节选文本 -
===============

Python版csv文件utf8转ansi小程序


为什么会有这个呢?因为 CSV 文件默认是 UTF-8 格式,但是在 excel 中打开的时候会显示乱码,虽然网上有很多教程教你如何通过 excel 的数据导入功能导入,但是稍显繁琐。实际上最方便的方式是用记事本打开 csv 文件然后另存为 ansi 格式即可,但是在有多个文件需要转换的时候就比较繁琐了。

这个小程序能进行批量转换,只需要将需要转换的csv文件或者文件夹拖入程序,点击开始转换即可。

csv_to_ansi.py源码:

# csv_to_ansi_gui_drag.py
import sys
import os
import traceback
from pathlib import Path
import tkinter as tk
from tkinter import filedialog, messagebox, ttk

# 需要安装 tkinterdnd2:pip install tkinterdnd2
from tkinterdnd2 import DND_FILES, TkinterDnD

DEFAULT_TARGET_ENCODING = "cp936"  # Windows 中文 ANSI

def find_csvs_in_path(p: Path, recursive=True):
    files = []
    if p.is_file():
        if p.suffix.lower() == ".csv":
            files.append(p)
    elif p.is_dir():
        if recursive:
            for fp in p.rglob("*.csv"):
                files.append(fp)
        else:
            for fp in p.glob("*.csv"):
                files.append(fp)
    return files

def convert_file(src_path: Path, target_encoding=DEFAULT_TARGET_ENCODING, overwrite=False):
    try:
        text = None
        for enc in ("utf-8-sig", "utf-8", "latin1"):
            try:
                with src_path.open("r", encoding=enc) as f:
                    text = f.read()
                read_enc = enc
                break
            except:
                continue
        if text is None:
            return False, f"无法读取文件:{src_path}", None

        if overwrite:
            out_path = src_path
        else:
            out_name = src_path.stem + "_ANSI" + src_path.suffix
            out_path = src_path.with_name(out_name)
            i = 1
            while out_path.exists():
                out_path = src_path.with_name(f"{src_path.stem}_ANSI({i}){src_path.suffix}")
                i += 1

        with out_path.open("w", encoding=target_encoding, errors="replace", newline="") as f:
            f.write(text)

        return True, f"转换成功 -> {out_path}", out_path
    except Exception as e:
        tb = traceback.format_exc()

===============

数据片段 -
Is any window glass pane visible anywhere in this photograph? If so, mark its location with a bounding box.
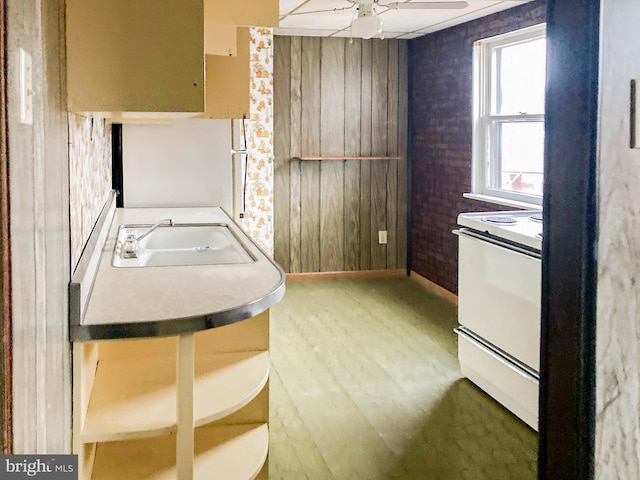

===============

任务要求 -
请原样照录关于CSV编码转换的节选文本中的一段：自含有“return files”的字句起，抄至“text = f.read()”为止。

任务结果 -
return files

def convert_file(src_path: Path, target_encoding=DEFAULT_TARGET_ENCODING, overwrite=False):
    try:
        text = None
        for enc in ("utf-8-sig", "utf-8", "latin1"):
            try:
                with src_path.open("r", encoding=enc) as f:
                    text = f.read()